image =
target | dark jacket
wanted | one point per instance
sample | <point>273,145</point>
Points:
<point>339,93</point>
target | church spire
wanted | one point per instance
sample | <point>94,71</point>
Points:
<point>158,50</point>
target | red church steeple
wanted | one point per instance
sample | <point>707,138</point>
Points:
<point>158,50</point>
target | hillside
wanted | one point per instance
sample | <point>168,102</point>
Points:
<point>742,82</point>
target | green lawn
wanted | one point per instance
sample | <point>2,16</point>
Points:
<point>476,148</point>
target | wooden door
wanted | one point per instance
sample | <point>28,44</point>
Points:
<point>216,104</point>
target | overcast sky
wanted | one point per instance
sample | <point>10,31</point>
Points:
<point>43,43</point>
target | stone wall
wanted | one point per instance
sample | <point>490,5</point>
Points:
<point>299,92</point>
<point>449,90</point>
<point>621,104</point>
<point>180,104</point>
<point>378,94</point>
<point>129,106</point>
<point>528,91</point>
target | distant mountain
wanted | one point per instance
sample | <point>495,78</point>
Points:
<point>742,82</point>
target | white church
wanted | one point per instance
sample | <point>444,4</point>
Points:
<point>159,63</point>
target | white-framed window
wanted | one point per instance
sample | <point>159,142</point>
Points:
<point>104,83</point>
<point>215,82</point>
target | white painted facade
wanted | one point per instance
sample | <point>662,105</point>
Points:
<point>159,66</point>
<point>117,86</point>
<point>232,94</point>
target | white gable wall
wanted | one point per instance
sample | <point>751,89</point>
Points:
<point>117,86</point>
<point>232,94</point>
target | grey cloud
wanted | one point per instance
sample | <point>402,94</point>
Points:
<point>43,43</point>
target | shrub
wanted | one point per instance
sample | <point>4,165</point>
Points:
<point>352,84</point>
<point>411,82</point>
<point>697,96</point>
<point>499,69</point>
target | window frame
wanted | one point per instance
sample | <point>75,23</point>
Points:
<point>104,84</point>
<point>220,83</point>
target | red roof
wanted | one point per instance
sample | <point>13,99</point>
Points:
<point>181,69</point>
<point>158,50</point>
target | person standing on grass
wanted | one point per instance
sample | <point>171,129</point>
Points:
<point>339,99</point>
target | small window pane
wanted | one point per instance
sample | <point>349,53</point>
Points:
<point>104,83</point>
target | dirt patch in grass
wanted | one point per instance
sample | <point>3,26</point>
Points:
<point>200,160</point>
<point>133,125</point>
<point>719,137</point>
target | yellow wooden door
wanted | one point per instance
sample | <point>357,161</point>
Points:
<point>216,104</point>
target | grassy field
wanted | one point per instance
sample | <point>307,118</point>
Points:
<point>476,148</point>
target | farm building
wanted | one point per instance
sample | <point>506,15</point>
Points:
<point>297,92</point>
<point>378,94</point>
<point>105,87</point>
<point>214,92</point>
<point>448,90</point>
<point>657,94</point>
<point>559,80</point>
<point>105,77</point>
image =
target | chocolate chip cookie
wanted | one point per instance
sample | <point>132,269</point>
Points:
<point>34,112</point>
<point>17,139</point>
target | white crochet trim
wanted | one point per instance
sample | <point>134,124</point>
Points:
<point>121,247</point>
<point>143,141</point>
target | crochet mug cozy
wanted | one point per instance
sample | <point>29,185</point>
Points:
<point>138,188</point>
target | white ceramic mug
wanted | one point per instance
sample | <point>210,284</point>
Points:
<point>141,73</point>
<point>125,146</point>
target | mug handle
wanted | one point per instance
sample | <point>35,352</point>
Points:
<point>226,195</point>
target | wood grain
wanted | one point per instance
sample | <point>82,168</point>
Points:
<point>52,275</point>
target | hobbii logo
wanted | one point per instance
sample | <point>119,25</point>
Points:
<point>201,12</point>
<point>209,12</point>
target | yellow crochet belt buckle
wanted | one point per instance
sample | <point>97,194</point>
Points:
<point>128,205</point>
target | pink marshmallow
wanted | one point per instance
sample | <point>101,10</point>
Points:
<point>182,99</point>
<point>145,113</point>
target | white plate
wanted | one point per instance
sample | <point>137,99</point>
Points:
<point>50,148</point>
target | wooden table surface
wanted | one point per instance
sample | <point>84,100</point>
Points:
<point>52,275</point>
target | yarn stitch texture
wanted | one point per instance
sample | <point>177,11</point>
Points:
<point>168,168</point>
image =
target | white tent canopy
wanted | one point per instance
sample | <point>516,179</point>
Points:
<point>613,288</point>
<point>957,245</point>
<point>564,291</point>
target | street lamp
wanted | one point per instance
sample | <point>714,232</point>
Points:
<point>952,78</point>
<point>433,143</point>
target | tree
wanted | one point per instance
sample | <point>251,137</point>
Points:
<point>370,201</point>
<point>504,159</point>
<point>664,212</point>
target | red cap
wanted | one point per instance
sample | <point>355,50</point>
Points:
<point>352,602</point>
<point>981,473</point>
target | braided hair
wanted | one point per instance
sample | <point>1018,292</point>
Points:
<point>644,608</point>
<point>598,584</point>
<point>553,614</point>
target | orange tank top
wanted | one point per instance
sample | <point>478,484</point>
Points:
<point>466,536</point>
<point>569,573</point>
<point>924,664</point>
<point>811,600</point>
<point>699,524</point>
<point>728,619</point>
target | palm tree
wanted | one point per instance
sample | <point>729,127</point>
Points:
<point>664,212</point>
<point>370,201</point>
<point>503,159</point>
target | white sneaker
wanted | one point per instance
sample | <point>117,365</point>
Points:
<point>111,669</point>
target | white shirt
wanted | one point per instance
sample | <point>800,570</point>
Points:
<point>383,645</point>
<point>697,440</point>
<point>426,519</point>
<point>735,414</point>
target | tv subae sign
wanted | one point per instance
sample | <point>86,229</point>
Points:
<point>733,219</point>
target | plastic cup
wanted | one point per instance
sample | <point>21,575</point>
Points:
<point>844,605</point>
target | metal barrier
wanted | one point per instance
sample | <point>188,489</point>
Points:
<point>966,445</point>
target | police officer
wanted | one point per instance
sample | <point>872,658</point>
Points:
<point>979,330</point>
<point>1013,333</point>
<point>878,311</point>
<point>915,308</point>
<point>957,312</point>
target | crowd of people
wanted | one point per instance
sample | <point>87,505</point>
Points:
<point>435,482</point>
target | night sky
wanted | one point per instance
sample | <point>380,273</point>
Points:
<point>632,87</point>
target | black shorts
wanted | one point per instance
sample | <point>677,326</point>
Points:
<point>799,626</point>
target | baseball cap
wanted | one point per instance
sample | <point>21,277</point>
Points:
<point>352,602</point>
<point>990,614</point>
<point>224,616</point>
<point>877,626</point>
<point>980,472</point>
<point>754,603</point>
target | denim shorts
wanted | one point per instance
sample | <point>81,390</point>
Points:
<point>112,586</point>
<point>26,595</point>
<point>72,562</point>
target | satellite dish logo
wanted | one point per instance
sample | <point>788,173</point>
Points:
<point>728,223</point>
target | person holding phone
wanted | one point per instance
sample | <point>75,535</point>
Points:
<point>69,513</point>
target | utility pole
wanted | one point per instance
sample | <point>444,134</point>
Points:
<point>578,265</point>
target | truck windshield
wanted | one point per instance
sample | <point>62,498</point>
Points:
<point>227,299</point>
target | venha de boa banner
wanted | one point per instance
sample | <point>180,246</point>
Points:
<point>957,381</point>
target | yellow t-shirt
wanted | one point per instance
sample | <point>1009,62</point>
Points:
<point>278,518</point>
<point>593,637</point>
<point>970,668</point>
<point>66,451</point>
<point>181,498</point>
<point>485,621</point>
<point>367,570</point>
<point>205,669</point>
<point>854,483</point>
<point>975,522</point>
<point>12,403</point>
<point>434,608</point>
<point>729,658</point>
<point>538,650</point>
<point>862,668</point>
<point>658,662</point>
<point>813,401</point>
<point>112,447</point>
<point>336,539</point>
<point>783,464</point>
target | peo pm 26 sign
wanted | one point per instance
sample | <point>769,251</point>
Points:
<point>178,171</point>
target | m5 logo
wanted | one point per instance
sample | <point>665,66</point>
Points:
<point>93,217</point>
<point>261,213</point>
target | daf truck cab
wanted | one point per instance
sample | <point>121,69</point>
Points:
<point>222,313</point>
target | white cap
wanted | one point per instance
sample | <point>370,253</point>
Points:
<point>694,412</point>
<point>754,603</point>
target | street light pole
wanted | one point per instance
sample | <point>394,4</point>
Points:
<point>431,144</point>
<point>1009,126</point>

..........

**EXERCISE INSTRUCTIONS**
Word for word, restate the listing above from its first line to the line with "target | white painted facade", keeping both.

**ANSWER TO THIS TASK**
image =
target | dark jacket
wanted | one point per instance
sample | <point>273,145</point>
Points:
<point>339,93</point>
target | church spire
wanted | one point per instance
sample | <point>94,71</point>
Points:
<point>158,50</point>
target | red church steeple
wanted | one point per instance
sample | <point>707,138</point>
Points:
<point>158,50</point>
target | hillside
wanted | one point per instance
sample | <point>168,102</point>
Points:
<point>742,82</point>
target | green lawn
wanted | one point per instance
sample | <point>2,16</point>
Points:
<point>476,148</point>
target | wooden door
wanted | one point per instance
sample | <point>28,44</point>
Points:
<point>216,104</point>
target | overcast sky
wanted | one point per instance
sample | <point>10,31</point>
Points:
<point>43,43</point>
target | stone wall
wanted | one point per instance
sample | <point>490,5</point>
Points:
<point>299,92</point>
<point>449,90</point>
<point>621,104</point>
<point>180,104</point>
<point>378,94</point>
<point>129,106</point>
<point>528,91</point>
target | distant mountain
wanted | one point per instance
sample | <point>495,78</point>
Points:
<point>742,82</point>
target | white church
wanted | one point per instance
sample | <point>444,4</point>
Points:
<point>159,63</point>
target | white-framed window
wanted | one point per instance
sample | <point>159,142</point>
Points:
<point>104,83</point>
<point>215,82</point>
target | white painted facade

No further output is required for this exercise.